EXCERPTED TEXT –

--- START ---

Govt told to add punishment for blasphemy to cyber crime law

LAHORE: The Lahore High Court has directed the federal government to introduce necessary amendments to the Prevention of Electronic Crime Act (PECA) in order to empower the Pakistan Telecommunication Authority (PTA) to block information systems or social media websites if service providers do not remove blasphemous content on them.

The court also directed the government to incorporate punishments in Section 295-B and 295-C of the Pakistan Penal Code, pertaining to blasphemy, in Section 9 of the PECA which lists punishments for offences relating to terrorism, proscribed organisations, etc.

“A bill [must] be tabled before the Parliament for deliberations and decision about [an] amendment in Section 37 of the Prevention of Electronic Crime Act, 2016 to authorise the PTA to block information systems in case service providers failed to remove blasphemous content,” says the detailed verdict issued by the court on Monday.

The verdict was handed down by Justice Muhammad Qasim Khan on a petition demanding action against people involved in uploading blasphemous material on Facebook and other social media websites.

The court directed the government to frame rules under the PECA, which though required, have not been framed as yet. It said that a cell in the Ministry of Foreign Affairs would be created to keep Islamic countries abreast of the efforts and steps taken by the Pakistan government on the matter of blasphemous material available on social media websites.

It said that the government must take all necessary measures to enhance the technical expertise and equipment available to the PTA and the Federal Investigating Agency, which would investigate such matters.

The detailed verdict makes it clear that if the authorities were unable to filter out blasphemous content, as required under law, all such accounts and even the information systems would be blocked at once.

In this case, the PTA director general assured the court that if, within a period of two months, decisive steps were not taken by the relevant information system providers/administrators, “as a last and final resort, the authority would block all such sites at once without any space”.

Justice Khan observed that the objectionable material in question (also brought before the court) was inflammatory enough to create wide-scale public unrest and outrage amongst the Muslim majority of the Islamic ideological state.

“When an act is declared to be an offence, it is the responsibility of the state to adopt all legal measures, firstly to prevent such crimes and secondly, if the said offence is committed then bring the culprits to book, put them before the court for an ultimate decision,” the judge observed.

The judge also observed: “We also have a history, that whenever such unholy attempts were made, it worked as an ignition for the whole of our society and whenever the state failed to respond quickly, the antagonists responded befittingly by the masses, at times by the individuals.”

He ruled that the term “right of expression” could not be stretched to the extent that it be used as a tool to defy the religious thoughts or sacred personalities of one’s religion. “In short, freedom of speech and information and restrictions imposed there-against, could be explained in [the] sentence ‘liberty of one ends where the nose of other starts’,” the judge said.

--- END ---

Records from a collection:
--- START ---

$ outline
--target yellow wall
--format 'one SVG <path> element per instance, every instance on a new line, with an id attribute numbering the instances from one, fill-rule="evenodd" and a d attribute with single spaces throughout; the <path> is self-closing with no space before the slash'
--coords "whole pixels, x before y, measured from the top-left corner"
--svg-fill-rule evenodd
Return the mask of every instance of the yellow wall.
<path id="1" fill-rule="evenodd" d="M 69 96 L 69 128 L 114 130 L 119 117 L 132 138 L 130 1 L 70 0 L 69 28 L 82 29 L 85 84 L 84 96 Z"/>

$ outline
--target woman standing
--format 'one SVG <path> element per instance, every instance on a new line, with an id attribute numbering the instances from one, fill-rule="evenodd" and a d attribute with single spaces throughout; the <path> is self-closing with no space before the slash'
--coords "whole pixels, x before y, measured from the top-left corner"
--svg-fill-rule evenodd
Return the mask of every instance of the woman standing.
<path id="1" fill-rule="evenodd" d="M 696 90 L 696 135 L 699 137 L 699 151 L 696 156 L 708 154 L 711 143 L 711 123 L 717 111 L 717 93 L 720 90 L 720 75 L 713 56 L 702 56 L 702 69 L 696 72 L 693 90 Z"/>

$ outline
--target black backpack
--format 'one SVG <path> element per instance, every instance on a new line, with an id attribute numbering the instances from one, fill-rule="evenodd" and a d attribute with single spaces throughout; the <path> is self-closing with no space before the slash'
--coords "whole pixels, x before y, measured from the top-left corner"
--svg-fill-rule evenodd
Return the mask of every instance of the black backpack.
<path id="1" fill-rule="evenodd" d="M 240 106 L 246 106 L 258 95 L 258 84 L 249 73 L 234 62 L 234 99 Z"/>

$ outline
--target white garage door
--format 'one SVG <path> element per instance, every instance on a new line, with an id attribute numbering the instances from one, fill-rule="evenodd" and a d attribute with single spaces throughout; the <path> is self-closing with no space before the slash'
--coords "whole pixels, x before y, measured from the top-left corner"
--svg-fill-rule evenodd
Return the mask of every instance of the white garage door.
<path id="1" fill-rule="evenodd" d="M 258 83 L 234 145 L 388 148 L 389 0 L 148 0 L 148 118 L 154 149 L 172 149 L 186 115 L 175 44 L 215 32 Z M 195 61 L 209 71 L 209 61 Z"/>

--- END ---

PARTS OF THE EXERCISE –
1 > According to the news report on the blasphemy ruling, which judge handed down the verdict?
2 > Rewrite the records from their start through the line containing "Return the mask of every instance of the yellow", swapping "yellow" for "beige" and leaving everything else unchanged. Return only that stretch.

SOLUTIONS TO THE PROBLEMS –
1 > Justice Muhammad Qasim Khan

2 >
$ outline
--target beige wall
--format 'one SVG <path> element per instance, every instance on a new line, with an id attribute numbering the instances from one, fill-rule="evenodd" and a d attribute with single spaces throughout; the <path> is self-closing with no space before the slash'
--coords "whole pixels, x before y, measured from the top-left corner"
--svg-fill-rule evenodd
Return the mask of every instance of the beige wall.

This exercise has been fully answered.